— PROMPT —
In the items below, rewrite the lines from the line with "Thank you for the photo. Could you indicate the coat collar" to the line with "<point>40,2</point>", both included, as a JSON list of strings with one string per line and blank lines left out.
--- start of THE RECORDS ---
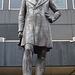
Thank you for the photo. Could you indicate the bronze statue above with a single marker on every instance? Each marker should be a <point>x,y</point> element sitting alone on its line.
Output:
<point>34,32</point>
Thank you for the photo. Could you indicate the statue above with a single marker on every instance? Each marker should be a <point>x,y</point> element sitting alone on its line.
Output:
<point>34,32</point>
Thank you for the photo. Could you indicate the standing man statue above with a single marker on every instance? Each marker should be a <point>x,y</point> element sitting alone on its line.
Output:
<point>34,32</point>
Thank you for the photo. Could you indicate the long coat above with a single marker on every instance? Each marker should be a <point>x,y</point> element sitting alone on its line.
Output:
<point>34,23</point>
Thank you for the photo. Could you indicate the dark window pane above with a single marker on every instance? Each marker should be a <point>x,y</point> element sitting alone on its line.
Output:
<point>15,3</point>
<point>60,3</point>
<point>0,4</point>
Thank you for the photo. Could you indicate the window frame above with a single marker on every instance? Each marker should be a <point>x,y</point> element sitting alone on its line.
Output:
<point>2,5</point>
<point>12,8</point>
<point>73,4</point>
<point>63,8</point>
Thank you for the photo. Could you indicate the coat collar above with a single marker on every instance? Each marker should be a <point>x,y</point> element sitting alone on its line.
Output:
<point>40,2</point>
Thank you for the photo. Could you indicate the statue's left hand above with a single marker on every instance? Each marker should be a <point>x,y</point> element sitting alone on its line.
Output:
<point>48,17</point>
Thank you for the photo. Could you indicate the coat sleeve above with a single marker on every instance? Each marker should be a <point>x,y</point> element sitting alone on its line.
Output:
<point>21,17</point>
<point>57,13</point>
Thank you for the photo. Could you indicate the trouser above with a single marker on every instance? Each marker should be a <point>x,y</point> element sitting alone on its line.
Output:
<point>27,60</point>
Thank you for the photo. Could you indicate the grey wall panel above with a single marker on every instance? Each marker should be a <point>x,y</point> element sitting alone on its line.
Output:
--- end of THE RECORDS ---
— THE ANSWER —
[
  "Thank you for the photo. Could you indicate the coat collar above with a single marker on every instance? Each marker should be a <point>x,y</point> element sitting alone on its line.",
  "Output:",
  "<point>40,2</point>"
]